## Directions
A – Revise the part of the essay on movies and reality that opens with the words containing "But there is" and closes with "ready to pounce.", replacing "aircraft" with "airplane".
B – In the essay on movies and reality, list the subjects of the bulleted points that begin with "In movies".

## Text under study
+++++

A highly effective system of oppression

I was looking over available movies yesterday, thinking one might be worth a trip down the hill. Meh. It all seems like crap. Maybe it is the fact of aging and maturing, but enjoyment of a movie requires willing suspension of disbelief. It is harder to do at age 65 than even at age 60. At age 20 I bought into all nonsense. Now I can embrace hardly any. A really good movie, like No Country for Old Men, is so rare as to be worth an automatic academy award, hands down.

There is a rule in movies never to use a real phone number, so that the gods of digits set aside the prefix “555” never to be used outside of cinema and TV. But use of “555” is an intrusion of reality into our fiction, and for me automatically ruins a dramatic event. It is like saying “Stop! This is all fake! ” I do not know why screen writers do not see this and allow phone numbers to pass between actors unstated, unseen on paper notes or via unheard phone calls. They insist on using”555″ and it just ruins their work! (Jason Bourne has committed this sin, even as those movies are somewhat above average in writing quality.)

But there is more to movies that make them unpalatable for me. Just a few items:

  • In movies, the president is always highly capable, elected by popular vote, and acts independently of corrupt influence. He’s like Harrison Ford on that aircraft, engaging in fist fights and hiding out in the cargo bay, ready to pounce.
  • In movies, journalists are independent, act without supervision, and openly challenge authority. They are pests nipping at the heels of power.
  • In movies, television news cameras (when part of a plot) merely record reality, rather than creating it. Power careens in fear of exposure on TV news.
  • In movies, corruption is resolved, bad guys are jailed or killed. It is a happily-ever-after world.

None of that is reality.

  • Our presidents are selected, and deemed corruptible before assuming office so as to be controllable. This is true of every elected office down the line. A strong and independent person holding public office is a rarity, like an albino.
  • Journalists are trained to avoid questioning their bosses, their owners, and so focus their career on “professionalism,” or living without expressing an opinion. It’s a safe harbor, an incurious nature that protects them from retribution. (Is it not odd that journalists praise each other for their incuriosity?!)
  • The flat screen only works on us because it invites us in to participate in fiction. We suspend reality. We supply the missing dimension, and literally enter the screen.  What we see on the screen is always an imperfect substitute, so that tricks have to be used. While you may think trickery is how they make fiction work, it is also how they make “news” work. News is fiction too. Everything on TV and in movies, including documentaries, is fake. The presence of a camera makes us all actors.

+++++

[Records from a collection]

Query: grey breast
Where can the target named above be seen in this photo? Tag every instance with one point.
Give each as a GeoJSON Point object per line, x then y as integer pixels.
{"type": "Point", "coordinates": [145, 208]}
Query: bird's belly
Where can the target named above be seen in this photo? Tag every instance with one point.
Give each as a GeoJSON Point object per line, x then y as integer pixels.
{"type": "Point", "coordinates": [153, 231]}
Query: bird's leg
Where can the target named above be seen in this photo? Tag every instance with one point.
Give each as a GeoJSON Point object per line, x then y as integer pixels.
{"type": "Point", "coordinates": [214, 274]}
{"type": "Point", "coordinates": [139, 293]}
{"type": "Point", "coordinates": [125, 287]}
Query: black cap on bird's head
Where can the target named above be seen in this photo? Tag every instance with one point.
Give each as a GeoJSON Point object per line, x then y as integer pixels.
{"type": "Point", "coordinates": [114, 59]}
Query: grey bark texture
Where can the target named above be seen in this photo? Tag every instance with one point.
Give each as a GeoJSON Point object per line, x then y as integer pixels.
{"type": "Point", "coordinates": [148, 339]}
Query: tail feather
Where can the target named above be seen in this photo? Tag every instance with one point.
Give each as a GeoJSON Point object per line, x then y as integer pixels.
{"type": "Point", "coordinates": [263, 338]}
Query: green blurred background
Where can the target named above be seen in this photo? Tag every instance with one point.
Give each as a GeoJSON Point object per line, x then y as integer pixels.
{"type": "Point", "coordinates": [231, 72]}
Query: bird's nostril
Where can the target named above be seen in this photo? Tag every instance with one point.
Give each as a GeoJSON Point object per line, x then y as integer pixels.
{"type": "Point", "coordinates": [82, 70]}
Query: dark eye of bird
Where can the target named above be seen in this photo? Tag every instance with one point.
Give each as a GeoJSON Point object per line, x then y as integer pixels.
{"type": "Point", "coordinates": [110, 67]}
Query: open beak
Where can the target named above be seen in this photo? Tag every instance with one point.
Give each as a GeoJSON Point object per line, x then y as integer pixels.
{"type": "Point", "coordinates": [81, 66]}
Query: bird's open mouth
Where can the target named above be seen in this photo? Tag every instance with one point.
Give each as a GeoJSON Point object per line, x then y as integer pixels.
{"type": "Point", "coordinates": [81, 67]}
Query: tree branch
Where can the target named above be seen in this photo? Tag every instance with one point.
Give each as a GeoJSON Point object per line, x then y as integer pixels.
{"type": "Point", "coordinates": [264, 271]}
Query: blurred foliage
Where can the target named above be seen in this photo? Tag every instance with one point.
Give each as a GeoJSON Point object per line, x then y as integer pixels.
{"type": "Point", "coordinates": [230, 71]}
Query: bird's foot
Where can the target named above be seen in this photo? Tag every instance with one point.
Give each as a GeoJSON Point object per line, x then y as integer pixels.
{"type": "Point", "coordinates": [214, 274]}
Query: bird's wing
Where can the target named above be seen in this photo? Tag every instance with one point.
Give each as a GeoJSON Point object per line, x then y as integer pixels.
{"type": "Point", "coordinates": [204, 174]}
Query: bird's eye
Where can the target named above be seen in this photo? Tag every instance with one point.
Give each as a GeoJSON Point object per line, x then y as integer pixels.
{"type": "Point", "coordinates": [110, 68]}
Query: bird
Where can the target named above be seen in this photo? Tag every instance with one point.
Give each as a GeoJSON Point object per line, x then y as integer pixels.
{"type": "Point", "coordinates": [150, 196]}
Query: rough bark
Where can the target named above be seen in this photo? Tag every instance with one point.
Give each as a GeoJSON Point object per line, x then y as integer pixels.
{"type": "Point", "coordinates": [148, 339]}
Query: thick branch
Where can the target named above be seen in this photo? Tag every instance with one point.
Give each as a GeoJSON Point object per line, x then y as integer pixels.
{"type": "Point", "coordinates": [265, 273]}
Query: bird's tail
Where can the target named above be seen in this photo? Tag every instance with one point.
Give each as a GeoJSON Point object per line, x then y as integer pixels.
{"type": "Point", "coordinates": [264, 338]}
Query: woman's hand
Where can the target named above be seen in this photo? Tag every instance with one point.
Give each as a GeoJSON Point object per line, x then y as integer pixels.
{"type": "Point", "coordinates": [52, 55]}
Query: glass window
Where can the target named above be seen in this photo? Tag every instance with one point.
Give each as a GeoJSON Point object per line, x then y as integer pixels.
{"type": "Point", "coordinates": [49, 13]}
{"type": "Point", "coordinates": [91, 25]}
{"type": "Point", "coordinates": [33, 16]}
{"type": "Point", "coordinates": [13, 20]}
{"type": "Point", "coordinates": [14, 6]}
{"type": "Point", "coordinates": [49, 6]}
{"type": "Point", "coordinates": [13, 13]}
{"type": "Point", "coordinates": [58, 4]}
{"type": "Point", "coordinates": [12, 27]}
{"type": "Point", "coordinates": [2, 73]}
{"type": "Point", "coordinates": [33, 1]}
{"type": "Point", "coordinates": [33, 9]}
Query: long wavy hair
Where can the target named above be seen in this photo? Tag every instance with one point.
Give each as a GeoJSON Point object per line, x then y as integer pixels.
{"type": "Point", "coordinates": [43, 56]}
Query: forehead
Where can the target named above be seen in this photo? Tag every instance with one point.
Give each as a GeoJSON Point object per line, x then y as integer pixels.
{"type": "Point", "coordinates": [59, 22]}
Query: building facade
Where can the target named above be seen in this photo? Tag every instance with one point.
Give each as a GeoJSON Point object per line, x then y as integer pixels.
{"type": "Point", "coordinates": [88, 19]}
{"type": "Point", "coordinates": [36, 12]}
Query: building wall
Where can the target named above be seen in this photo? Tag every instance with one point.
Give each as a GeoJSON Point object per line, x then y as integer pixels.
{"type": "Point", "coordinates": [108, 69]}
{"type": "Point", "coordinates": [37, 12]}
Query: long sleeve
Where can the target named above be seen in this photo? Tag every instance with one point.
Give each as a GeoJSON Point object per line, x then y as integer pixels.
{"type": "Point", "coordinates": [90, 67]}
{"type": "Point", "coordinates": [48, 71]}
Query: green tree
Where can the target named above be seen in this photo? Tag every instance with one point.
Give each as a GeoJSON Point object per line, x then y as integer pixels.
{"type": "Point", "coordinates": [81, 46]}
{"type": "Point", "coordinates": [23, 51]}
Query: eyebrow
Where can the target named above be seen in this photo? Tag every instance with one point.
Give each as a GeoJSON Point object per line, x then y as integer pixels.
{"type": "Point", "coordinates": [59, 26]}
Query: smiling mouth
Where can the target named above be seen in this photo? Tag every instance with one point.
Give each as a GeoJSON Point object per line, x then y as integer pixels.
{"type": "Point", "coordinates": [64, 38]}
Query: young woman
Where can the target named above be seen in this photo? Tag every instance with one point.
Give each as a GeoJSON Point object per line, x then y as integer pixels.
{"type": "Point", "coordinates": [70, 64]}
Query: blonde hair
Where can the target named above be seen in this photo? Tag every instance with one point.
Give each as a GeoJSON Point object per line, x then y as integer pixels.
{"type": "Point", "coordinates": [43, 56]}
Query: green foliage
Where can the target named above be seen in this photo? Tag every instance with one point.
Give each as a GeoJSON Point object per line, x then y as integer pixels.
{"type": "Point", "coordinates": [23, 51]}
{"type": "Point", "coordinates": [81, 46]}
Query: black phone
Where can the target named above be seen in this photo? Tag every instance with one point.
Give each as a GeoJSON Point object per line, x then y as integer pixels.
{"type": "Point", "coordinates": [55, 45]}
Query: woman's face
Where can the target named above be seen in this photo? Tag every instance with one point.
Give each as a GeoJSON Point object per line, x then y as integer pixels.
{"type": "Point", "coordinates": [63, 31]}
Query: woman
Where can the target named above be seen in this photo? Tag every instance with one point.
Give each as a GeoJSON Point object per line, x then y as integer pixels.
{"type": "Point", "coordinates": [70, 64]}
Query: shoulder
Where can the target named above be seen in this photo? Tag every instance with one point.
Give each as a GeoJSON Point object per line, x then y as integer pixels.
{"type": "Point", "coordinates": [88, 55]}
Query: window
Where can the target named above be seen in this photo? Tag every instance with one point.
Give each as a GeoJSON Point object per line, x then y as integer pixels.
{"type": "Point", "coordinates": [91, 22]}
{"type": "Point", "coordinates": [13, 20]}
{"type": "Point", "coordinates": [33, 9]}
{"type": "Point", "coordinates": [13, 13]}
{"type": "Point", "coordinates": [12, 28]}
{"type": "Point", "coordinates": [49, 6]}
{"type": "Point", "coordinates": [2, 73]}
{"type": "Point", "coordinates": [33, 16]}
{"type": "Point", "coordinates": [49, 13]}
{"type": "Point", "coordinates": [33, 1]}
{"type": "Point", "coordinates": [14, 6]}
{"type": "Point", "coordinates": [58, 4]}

+++++

## Outputs for the tasks
A –
But there is more to movies that make them unpalatable for me. Just a few items:

  • In movies, the president is always highly capable, elected by popular vote, and acts independently of corrupt influence. He’s like Harrison Ford on that airplane, engaging in fist fights and hiding out in the cargo bay, ready to pounce.

B –
- the president
- journalists
- television news cameras
- corruption